--- Begin Exercise materials ---

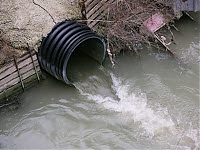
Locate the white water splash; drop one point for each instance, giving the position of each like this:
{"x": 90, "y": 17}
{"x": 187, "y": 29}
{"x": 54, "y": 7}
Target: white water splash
{"x": 135, "y": 106}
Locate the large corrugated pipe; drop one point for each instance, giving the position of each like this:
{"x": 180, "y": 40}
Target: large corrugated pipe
{"x": 65, "y": 38}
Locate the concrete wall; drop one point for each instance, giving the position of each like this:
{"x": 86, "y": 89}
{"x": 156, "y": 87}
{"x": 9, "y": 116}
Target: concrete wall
{"x": 27, "y": 21}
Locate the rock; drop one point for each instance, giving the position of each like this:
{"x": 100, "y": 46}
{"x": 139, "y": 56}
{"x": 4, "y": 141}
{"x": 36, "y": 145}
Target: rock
{"x": 27, "y": 21}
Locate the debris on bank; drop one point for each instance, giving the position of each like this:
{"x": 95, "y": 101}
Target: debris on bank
{"x": 128, "y": 23}
{"x": 18, "y": 75}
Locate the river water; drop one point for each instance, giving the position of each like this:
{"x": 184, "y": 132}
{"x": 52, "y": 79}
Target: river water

--- End Exercise materials ---

# Your objective:
In the lines from the one containing "Locate the river" through the last line, rename "river water" to "stream water" and write out only those lines, with everything else left as it is.

# Finished task:
Locate the stream water; drop one point for each instance, giving the position of each like this:
{"x": 184, "y": 132}
{"x": 52, "y": 79}
Target: stream water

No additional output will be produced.